● Coordinate annotation entries

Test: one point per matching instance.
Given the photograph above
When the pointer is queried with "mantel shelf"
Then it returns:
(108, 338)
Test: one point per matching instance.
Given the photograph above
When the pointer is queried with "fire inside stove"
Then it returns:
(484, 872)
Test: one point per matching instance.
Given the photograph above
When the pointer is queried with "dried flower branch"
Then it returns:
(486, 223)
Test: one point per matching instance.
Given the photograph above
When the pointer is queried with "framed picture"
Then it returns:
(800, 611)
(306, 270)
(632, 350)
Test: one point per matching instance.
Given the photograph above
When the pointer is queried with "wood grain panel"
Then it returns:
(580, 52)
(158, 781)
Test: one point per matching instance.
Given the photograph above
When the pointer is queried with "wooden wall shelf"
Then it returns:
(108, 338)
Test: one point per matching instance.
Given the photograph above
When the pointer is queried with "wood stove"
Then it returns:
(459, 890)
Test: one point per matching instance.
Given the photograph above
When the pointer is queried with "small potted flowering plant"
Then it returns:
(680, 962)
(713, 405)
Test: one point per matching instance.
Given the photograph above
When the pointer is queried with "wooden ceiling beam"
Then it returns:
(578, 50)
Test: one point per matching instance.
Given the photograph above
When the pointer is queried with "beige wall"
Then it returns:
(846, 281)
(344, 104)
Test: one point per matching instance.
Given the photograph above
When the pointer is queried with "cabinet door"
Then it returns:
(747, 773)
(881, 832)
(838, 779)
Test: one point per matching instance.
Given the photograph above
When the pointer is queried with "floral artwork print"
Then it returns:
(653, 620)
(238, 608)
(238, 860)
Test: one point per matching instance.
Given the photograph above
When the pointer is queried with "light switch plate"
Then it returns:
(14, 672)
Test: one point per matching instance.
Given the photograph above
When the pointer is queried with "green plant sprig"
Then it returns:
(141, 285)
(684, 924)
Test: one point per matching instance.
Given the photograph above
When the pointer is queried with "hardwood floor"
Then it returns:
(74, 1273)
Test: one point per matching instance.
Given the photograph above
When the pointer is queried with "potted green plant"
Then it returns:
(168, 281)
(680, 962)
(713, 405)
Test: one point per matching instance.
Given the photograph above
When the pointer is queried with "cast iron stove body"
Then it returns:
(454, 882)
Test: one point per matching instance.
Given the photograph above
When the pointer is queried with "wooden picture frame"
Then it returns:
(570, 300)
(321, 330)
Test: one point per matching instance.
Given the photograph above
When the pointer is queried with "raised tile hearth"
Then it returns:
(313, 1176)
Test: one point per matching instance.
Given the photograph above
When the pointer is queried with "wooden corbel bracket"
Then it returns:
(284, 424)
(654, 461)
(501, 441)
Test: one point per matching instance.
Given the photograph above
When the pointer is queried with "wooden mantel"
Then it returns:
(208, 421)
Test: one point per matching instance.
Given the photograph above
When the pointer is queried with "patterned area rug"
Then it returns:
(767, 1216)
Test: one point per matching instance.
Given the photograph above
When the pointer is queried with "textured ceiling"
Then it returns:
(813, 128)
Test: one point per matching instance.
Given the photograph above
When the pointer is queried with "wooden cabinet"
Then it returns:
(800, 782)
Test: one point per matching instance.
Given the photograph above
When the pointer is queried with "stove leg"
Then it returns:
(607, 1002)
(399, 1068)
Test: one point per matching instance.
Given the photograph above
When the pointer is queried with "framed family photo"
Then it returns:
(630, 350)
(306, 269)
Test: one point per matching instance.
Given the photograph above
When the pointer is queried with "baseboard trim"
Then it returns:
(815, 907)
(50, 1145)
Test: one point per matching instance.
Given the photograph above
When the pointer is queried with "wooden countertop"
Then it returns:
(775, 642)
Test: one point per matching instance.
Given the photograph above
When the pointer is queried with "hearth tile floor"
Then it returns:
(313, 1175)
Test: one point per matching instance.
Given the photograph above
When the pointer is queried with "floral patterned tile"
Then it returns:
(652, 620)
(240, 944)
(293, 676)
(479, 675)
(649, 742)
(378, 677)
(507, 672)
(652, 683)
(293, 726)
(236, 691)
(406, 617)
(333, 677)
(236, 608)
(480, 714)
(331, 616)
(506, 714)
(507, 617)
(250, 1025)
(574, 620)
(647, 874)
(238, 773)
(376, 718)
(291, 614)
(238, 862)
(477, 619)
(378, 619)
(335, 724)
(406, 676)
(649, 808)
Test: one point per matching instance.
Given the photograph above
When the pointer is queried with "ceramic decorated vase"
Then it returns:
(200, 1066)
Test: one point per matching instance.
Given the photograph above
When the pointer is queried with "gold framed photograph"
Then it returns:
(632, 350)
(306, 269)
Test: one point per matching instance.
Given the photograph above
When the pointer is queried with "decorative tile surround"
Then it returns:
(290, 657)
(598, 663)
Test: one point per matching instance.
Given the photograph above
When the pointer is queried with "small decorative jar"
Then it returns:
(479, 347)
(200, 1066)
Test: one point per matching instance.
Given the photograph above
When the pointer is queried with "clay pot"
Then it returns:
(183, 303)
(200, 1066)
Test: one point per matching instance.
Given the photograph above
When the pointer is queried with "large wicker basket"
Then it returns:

● YOUR OBJECTIVE
How many lines of the items above contain the word "potted"? Case counts; reply with the number only.

● RESULT OF THIS EXERCISE
2